TEXT:
--- start ---

College is the Means, Career is the End

Type: Article
Topics: College- Career- and Life-Readiness, School Administrator Magazine

August 01, 2018

An argument for requiring all students to develop the professional skills for the workplace


Robert Schwartz (standing) presents to colleagues, including his book co-author Nancy Hoffman (right), at Jobs for the Future in Boston, Mass.
Robert Schwartz (standing) presents to colleagues, including his book co-author Nancy Hoffman (right), at Jobs for the Future in Boston, Mass.

In 2011, two Harvard colleagues and I published a report called “Pathways to Prosperity.” In that report, we challenged the growing “college for all” movement, the notion that the primary purpose of American high schools is to prepare all students for admission to a four-year college or university.


We also asked why, if only one young American in three attained a four-year college degree by age 25, it made sense to make the college prep curriculum the default for everyone, as several states were doing. We challenged the assertions of economists that all the well-paying jobs in our society soon would be reserved only for people with at least a four-year college degree.

--- end ---

(Labeled-object pointing entries)
--- start ---

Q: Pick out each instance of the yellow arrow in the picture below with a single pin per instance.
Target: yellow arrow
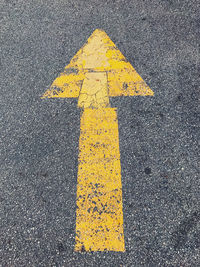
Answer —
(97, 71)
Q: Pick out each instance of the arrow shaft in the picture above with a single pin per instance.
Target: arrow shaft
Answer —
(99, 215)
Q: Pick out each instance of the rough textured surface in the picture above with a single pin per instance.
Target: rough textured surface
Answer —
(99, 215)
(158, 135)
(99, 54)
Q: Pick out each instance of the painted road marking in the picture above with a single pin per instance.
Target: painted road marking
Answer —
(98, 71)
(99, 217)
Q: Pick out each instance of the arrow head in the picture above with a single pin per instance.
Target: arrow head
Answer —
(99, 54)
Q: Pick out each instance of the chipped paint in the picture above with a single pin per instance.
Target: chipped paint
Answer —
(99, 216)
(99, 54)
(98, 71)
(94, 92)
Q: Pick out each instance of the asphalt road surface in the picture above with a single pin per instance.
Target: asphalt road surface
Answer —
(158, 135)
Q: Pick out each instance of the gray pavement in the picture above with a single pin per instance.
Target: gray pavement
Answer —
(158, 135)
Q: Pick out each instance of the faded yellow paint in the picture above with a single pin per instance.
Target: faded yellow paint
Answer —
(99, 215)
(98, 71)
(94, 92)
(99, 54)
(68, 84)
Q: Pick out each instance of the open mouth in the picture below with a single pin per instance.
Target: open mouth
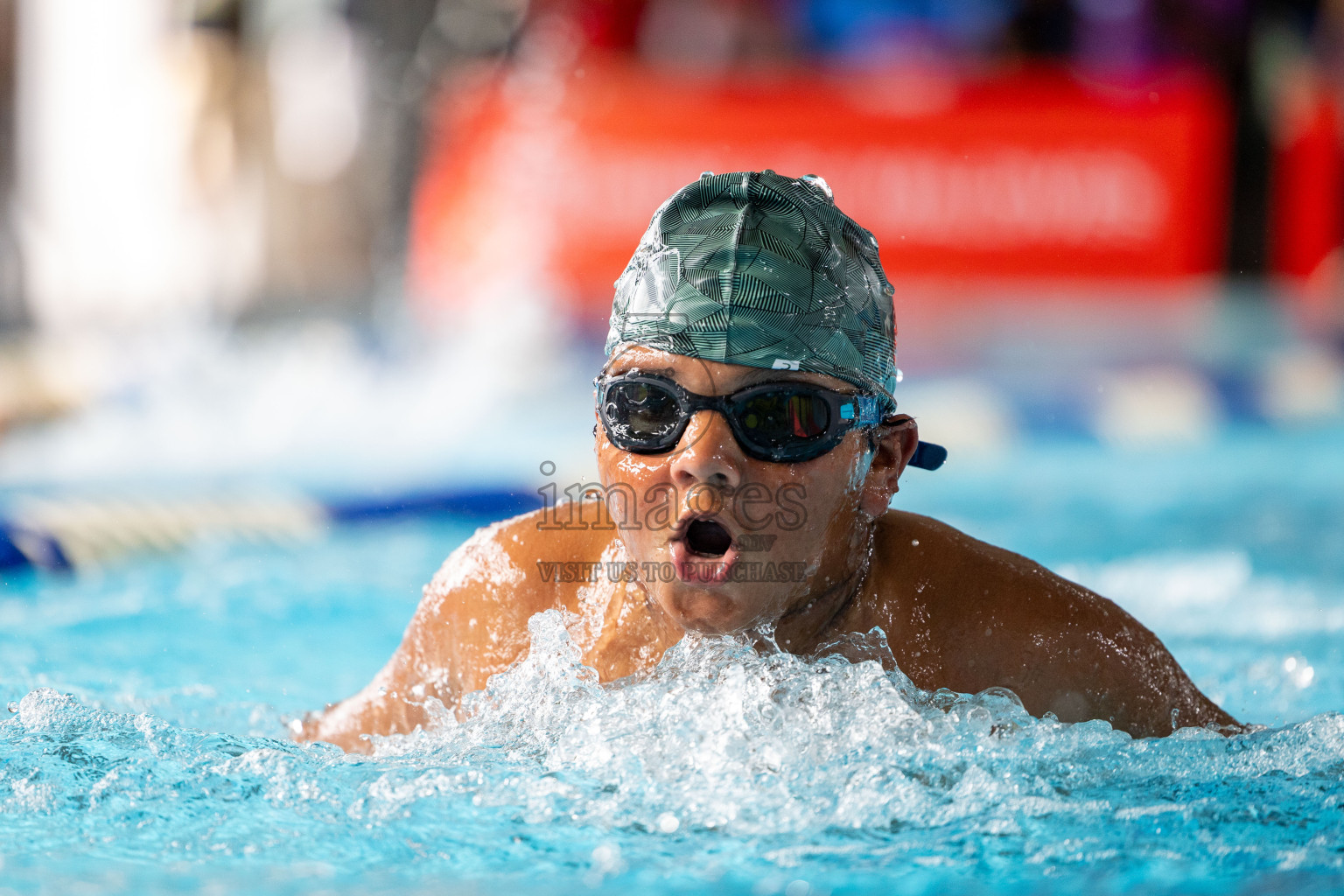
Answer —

--- end ---

TASK STATEMENT: In the article on college and career readiness, list each position that the authors say they challenged or questioned.

OUTPUT FOR THIS TASK:
- The "college for all" movement: the notion that the primary purpose of American high schools is to prepare all students for admission to a four-year college or university.
- Making the college prep curriculum the default for everyone, as several states were doing, when only one young American in three attained a four-year college degree by age 25.
- Economists' assertions that all the well-paying jobs in our society soon would be reserved only for people with at least a four-year college degree.